**Texto extraído**
****

É a Força Moral dos Povos
Que Possibilita a Democracia 
 
 
Carlos Cardoso Aveline
 
 
 
Laotse, ou Lao-tzu, o lendário sábio chinês que está na origem do taoísmo
 
 
 
A ideologia materialista promove a futilidade, o consumismo e o narcisismo das elites. Os resultados são a inveja, o desespero e a violência na sociedade como um todo.
 
De outro lado, a filosofia do respeito pela vida aponta para um futuro saudável. Onde a presença da alma é reconhecida, os desafios podem ser superados. Há uma unidade misteriosa e cíclica entre o melhor do passado e o melhor do futuro, e o sábio chinês Lao-tzu ensinou:
 
“Os líderes iluminados dos tempos antigos limitavam o que retiravam dos seus súditos e eram moderados em sua própria vida. Eles sempre avaliavam a produção anual antes de tomar qualquer coisa para si: calculando os estoques das pessoas, eles só cobravam impostos depois de saber se havia lucros ou prejuízos. Assim, eram capazes de compartilhar do que era recebido do céu e da terra, e evitar as aflições da fome e do frio. A compaixão deles pelas pessoas era tamanha que não tomavam comida para si mesmos se havia qualquer fome no país, e não usavam roupas grossas de couro se as pessoas passavam frio. Eles compartilhavam as mesmas dores e prazeres do povo, de modo que em toda a terra não havia pessoas marginalizadas.” [1]
 
Na sociedade decadente, os “famosos” esbanjam dinheiro e sonegam impostos para admiração dos seus fãs. A mídia, quase sempre a serviço do egoísmo, aplaude e faz propaganda da maldade, em troca de dinheiro sujo.
 
O desprezo pelos valores morais gera grandes quantidades de rancor, começando no plano subconsciente. E a “violência popular”, que aparece aqui ou ali como tentação para iludir os ingênuos, produz apenas mais violência contra o povo. A confusão nas ruas se volta contra os pagadores de impostos e os trabalhadores honestos.
 
A ação eficaz para melhorar a sociedade é pacífica e educativa. Atua pela construção independente do que é bom e pela transmissão do exemplo correto.
 
Os cidadãos equilibrados seguem a voz da sua consciência. Eles ficam de fora do hipnotismo social do materialismo e da irresponsabilidade dos que preferem não pensar. Uma direita corrupta e uma esquerda imoral não podem beneficiar país algum. São ambas sócias entre si, ao enganar o povo. Acabam por destruir a si mesmas.

****

**Registros listados**
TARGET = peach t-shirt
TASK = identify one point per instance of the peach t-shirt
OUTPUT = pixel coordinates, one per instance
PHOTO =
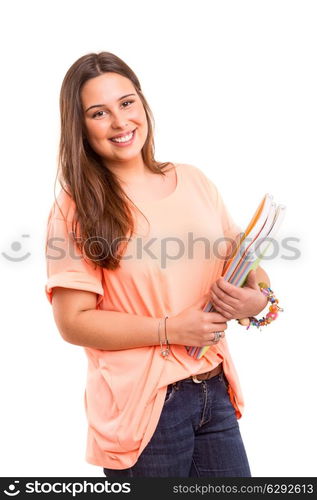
(165, 268)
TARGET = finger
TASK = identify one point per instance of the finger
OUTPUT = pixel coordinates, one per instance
(202, 301)
(217, 327)
(215, 317)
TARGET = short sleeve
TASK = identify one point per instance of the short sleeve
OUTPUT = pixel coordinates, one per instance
(66, 266)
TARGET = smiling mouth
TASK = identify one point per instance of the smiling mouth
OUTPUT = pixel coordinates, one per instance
(123, 139)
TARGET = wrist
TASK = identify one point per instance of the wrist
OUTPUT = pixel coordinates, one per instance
(172, 330)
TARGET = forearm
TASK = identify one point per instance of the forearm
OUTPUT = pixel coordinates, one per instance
(112, 330)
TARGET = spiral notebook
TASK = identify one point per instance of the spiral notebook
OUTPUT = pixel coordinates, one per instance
(251, 246)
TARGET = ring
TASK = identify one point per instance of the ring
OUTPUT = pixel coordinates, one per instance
(217, 336)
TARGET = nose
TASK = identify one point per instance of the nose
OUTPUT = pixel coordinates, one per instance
(118, 120)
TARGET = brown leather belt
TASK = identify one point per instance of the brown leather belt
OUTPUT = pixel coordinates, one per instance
(207, 375)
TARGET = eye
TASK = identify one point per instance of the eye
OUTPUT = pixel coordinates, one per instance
(98, 114)
(127, 102)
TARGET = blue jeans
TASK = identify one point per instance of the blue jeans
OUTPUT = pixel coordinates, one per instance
(197, 435)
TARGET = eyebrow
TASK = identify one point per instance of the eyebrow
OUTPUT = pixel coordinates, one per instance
(100, 105)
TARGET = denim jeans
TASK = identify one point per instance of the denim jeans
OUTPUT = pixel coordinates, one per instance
(197, 435)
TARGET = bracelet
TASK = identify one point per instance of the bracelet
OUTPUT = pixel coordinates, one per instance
(270, 316)
(164, 352)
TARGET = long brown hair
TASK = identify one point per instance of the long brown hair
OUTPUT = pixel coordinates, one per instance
(102, 207)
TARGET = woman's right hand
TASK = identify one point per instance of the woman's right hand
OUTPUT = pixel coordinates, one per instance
(194, 327)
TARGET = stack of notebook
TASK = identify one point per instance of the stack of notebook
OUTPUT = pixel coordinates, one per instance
(250, 249)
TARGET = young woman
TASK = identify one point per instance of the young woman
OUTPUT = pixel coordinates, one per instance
(135, 250)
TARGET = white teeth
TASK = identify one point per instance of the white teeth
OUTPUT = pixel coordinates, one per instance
(125, 138)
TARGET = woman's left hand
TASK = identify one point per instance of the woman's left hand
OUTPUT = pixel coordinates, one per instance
(238, 302)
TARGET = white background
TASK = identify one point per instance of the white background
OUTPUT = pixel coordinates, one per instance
(232, 86)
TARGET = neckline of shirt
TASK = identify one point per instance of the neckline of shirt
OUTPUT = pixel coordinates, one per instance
(169, 196)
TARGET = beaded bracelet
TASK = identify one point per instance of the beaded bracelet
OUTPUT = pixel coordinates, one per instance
(270, 316)
(164, 352)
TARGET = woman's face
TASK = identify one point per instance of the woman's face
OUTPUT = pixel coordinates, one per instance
(112, 108)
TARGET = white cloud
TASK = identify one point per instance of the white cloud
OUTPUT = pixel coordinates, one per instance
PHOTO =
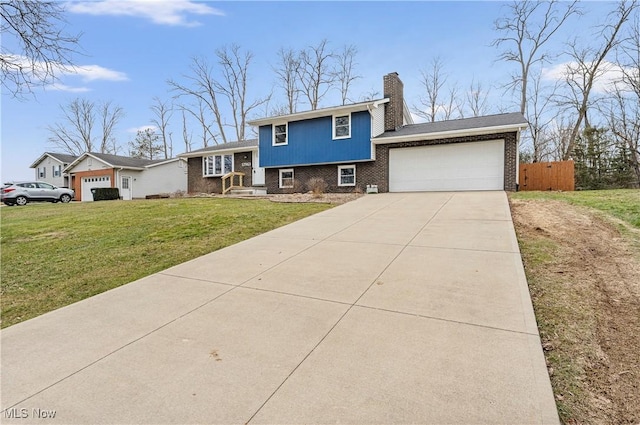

****

**Requisitos das tarefas**
A - Extraia do texto sobre a força moral dos povos o trecho que começa em "O desprezo pelos" e segue até "a si mesmas.".
B - Continue o texto sobre a força moral dos povos e a democracia a partir do ponto em que ele termina.
Não é preciso usar os registros.

**Respostas finais**
A -
O desprezo pelos valores morais gera grandes quantidades de rancor, começando no plano subconsciente. E a “violência popular”, que aparece aqui ou ali como tentação para iludir os ingênuos, produz apenas mais violência contra o povo. A confusão nas ruas se volta contra os pagadores de impostos e os trabalhadores honestos.
 
A ação eficaz para melhorar a sociedade é pacífica e educativa. Atua pela construção independente do que é bom e pela transmissão do exemplo correto.
 
Os cidadãos equilibrados seguem a voz da sua consciência. Eles ficam de fora do hipnotismo social do materialismo e da irresponsabilidade dos que preferem não pensar. Uma direita corrupta e uma esquerda imoral não podem beneficiar país algum. São ambas sócias entre si, ao enganar o povo. Acabam por destruir a si mesmas.

B -
 
A sabedoria milenar da China afirma, nas palavras do “Wen-tzu”:
 
“Se são estabelecidas leis e é criado um sistema de recompensas, e no entanto tal fato não influencia os costumes nem muda a moral, isso significa que está faltando a aceitação do coração sincero. Por isso, escute as músicas do povo e você conhecerá seus hábitos; observe como o povo se diverte e conhecerá os seus costumes. Quando enxergar seus costumes, você conhecerá o seu desenvolvimento.”
 
O trecho revela que o progresso de um povo pode ser destruído pela música e pela arte. Quando as canções e os artistas atacam ou desprezam os sentimentos de bondade, servem apenas para provocar impulsos animais e para boicotar a voz da consciência espiritual. [2] O cidadão que respeita a vida caminha na direção oposta.
 
O Wen-tzu prossegue:
 
“Aqueles que aceitam a realidade e praticam a verdadeira sinceridade movimentam os espíritos do céu e da terra, independentemente de convenções, ordens e proibições. Eles trilham seu caminho e alcançam aquilo a que aspiram graças à sinceridade.” [3]
 
Algumas das políticas econômicas dominantes no início do século 21 desprezam a vida. A tecnocracia trata as máquinas como deusas e os seres humanos como coisas. A teologia do dinheiro, baseada no dogma do cartão de crédito, marginaliza o povo trabalhador e produz desemprego. A adoração do dinheiro corrompe as elites e humilha a classe média. Assim a arte fica prostituída. O materialismo exacerbado leva ao desespero e ao uso das drogas. Quando o dinheiro é colocado no centro de todas as coisas, o egoísmo e a mentira dominam a atmosfera humana. Este, seguramente, não é o caminho para a paz.
 
A falsidade deve dar espaço para sentimentos honestos.
 
O hábito de falar a verdade torna possíveis duas realidades inseparáveis: a justiça social e a ética na política. A ordem produz progresso. As nações merecem ser respeitadas em sua independência. Cada país deve ter a sua autonomia. A motivação altruísta das comunidades vence cedo ou tarde a ignorância espiritual das elites cegas.
 
Todo líder político que ignora a voz da consciência, que não busca o bem-estar do povo ou que mente à nação não merece ser um líder político. Mas para que o povo seja respeitado, é preciso que ele aja à altura.
 
O escritor brasileiro Malba Tahan afirmou:
 
“É um erro julgar-se que a excessiva liberdade é um bem. (…) Não há liberdade senão quando só se faz o que é direito e justo. A liberdade não é apenas um direito; é, também, uma séria responsabilidade. Não consiste a liberdade em fazer o que se quer, mas em fazer o que se deve.”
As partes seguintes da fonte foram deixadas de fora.